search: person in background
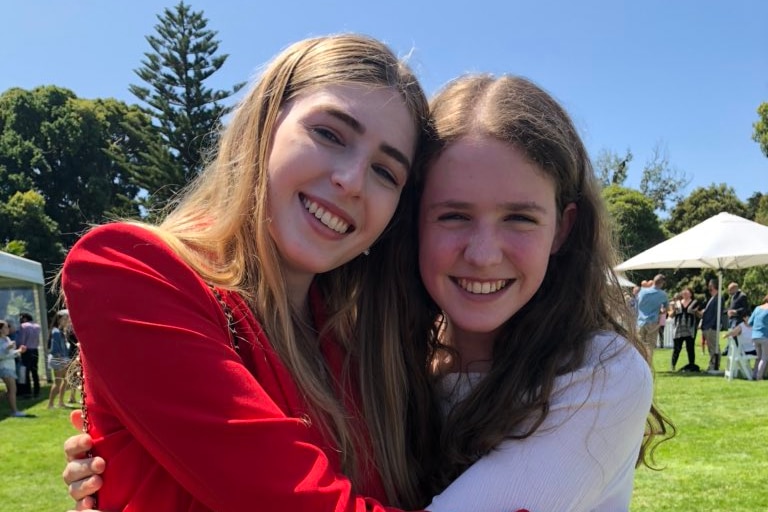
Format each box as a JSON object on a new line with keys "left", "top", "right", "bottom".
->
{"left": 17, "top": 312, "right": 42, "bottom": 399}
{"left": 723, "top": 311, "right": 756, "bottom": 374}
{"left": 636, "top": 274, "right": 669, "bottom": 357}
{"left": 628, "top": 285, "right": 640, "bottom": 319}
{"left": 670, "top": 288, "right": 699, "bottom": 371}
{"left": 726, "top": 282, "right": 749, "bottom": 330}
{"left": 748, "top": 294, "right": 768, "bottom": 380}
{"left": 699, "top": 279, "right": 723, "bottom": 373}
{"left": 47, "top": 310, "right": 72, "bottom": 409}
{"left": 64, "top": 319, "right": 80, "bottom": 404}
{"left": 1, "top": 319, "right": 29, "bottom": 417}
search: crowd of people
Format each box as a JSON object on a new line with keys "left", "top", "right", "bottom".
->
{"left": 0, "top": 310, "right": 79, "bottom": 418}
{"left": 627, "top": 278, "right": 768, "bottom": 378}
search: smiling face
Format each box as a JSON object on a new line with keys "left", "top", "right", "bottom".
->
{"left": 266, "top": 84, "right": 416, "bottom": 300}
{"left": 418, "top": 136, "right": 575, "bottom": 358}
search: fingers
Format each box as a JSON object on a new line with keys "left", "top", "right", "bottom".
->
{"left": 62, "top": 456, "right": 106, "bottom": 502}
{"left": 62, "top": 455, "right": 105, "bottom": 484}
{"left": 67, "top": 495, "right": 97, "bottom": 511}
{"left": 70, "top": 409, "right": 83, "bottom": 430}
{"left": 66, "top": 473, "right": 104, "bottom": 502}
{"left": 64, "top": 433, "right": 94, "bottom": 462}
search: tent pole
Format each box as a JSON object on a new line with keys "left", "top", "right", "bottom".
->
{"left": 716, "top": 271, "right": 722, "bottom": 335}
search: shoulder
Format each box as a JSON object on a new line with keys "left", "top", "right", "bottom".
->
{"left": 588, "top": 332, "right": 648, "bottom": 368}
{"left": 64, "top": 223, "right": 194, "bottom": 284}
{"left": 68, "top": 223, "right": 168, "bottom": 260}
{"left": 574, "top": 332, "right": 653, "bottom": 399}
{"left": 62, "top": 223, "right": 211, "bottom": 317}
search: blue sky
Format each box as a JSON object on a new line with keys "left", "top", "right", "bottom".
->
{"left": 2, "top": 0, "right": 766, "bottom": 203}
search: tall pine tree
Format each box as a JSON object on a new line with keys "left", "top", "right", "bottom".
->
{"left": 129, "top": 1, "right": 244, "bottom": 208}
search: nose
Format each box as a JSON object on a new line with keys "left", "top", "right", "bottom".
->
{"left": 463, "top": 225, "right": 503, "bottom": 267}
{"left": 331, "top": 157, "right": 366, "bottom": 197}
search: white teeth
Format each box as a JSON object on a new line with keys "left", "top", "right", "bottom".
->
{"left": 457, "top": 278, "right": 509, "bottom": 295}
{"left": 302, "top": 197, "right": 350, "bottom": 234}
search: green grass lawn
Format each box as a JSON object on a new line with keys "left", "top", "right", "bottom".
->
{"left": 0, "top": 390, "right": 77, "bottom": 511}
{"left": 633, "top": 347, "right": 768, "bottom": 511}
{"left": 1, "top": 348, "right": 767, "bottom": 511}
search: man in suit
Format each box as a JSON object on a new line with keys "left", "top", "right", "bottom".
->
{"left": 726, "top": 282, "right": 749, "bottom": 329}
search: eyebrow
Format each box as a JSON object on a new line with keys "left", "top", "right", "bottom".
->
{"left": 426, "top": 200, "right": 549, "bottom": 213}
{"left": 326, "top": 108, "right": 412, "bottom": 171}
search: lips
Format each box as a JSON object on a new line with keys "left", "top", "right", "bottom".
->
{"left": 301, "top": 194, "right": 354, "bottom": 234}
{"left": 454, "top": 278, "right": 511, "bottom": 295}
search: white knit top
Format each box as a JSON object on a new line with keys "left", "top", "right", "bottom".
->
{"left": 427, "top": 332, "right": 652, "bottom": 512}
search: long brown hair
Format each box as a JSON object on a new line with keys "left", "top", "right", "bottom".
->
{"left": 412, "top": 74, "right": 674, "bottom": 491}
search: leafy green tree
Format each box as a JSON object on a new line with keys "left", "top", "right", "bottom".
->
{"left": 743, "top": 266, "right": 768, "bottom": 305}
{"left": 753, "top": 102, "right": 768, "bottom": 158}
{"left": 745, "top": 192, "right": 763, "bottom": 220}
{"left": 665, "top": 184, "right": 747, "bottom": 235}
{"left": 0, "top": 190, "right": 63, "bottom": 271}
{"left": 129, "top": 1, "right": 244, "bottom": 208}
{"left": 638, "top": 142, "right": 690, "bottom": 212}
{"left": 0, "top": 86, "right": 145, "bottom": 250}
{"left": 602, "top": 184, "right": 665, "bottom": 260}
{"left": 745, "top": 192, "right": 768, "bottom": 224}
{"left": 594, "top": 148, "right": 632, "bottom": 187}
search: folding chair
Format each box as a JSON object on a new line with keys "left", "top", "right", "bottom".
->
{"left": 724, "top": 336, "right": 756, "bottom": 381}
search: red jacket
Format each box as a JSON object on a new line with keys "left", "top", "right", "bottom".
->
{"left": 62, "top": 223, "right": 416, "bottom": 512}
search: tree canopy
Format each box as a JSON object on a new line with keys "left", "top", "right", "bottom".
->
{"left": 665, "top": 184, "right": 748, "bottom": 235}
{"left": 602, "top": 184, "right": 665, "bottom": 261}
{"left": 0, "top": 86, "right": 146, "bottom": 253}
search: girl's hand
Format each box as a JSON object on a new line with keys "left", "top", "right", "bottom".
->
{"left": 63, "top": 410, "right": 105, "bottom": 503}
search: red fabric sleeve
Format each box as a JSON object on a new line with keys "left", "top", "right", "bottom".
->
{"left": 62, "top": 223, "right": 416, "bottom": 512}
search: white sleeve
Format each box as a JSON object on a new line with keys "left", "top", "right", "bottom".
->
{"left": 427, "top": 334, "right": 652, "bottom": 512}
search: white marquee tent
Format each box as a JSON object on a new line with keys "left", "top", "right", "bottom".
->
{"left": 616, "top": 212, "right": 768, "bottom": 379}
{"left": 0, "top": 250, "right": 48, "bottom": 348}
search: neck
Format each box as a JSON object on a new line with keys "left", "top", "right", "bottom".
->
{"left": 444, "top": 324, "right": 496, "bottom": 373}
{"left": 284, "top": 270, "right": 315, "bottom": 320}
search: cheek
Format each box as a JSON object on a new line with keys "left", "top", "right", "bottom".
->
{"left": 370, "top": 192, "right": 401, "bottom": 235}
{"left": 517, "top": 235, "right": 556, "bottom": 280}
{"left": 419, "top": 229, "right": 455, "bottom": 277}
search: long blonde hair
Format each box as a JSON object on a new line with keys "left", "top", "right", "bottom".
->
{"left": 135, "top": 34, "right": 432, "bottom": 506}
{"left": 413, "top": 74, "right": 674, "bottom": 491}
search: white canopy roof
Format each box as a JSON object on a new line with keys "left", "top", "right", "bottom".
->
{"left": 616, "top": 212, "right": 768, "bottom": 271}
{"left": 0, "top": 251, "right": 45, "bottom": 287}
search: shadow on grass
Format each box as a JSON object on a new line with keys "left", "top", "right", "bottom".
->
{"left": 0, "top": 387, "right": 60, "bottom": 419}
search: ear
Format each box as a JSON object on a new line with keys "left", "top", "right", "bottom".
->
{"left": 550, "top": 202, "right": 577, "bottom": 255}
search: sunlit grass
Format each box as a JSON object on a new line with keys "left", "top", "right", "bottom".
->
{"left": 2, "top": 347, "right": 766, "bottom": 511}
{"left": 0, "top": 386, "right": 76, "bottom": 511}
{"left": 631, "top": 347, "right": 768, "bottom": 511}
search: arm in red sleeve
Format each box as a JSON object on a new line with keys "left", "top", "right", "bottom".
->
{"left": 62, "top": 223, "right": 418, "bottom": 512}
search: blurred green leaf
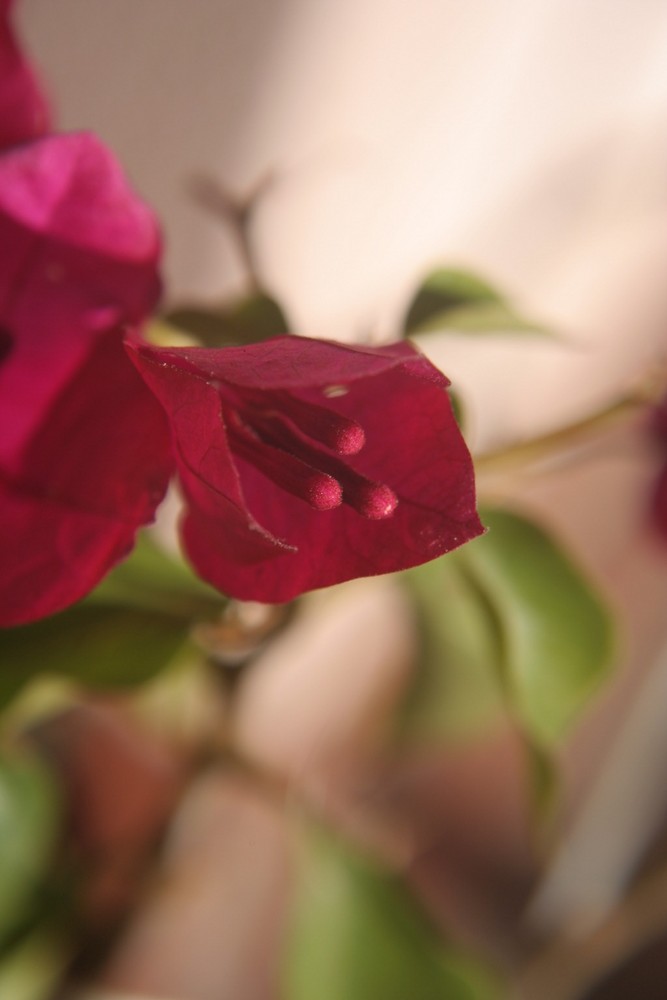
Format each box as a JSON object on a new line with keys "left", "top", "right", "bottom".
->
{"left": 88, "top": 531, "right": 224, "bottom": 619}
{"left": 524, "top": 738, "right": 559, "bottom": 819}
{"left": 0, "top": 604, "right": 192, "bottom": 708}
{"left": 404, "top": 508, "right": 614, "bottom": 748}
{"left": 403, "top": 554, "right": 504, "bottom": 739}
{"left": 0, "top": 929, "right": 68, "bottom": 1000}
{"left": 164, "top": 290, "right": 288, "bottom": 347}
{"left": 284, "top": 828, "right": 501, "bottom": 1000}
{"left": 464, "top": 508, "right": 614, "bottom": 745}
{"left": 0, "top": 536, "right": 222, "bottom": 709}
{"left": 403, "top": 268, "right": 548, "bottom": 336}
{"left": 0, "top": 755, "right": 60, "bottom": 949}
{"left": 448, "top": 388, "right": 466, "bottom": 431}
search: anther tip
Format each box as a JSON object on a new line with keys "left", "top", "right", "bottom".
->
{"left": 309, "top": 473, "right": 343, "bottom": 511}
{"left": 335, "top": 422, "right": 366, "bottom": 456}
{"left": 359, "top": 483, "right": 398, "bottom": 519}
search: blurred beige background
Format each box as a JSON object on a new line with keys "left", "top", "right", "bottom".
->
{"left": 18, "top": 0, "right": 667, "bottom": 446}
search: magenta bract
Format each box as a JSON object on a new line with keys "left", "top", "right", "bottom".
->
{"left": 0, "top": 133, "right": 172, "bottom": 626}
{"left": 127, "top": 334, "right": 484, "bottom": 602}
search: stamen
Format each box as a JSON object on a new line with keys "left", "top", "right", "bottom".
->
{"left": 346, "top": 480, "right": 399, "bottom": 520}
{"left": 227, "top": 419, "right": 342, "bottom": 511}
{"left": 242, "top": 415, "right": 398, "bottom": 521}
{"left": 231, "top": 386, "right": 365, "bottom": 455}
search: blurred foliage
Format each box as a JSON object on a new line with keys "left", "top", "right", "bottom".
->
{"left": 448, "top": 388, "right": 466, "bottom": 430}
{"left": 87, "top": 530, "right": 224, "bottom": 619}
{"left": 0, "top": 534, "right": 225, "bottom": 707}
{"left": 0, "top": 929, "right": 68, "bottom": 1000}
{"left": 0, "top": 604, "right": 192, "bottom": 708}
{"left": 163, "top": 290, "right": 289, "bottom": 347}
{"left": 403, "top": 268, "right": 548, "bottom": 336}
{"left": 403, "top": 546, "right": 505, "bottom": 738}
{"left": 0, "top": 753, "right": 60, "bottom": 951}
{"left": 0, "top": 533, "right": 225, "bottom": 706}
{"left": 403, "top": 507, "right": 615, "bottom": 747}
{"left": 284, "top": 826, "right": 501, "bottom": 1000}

Brief :: State the number of lines above that include "tree", and nothing further.

Answer to this task :: 3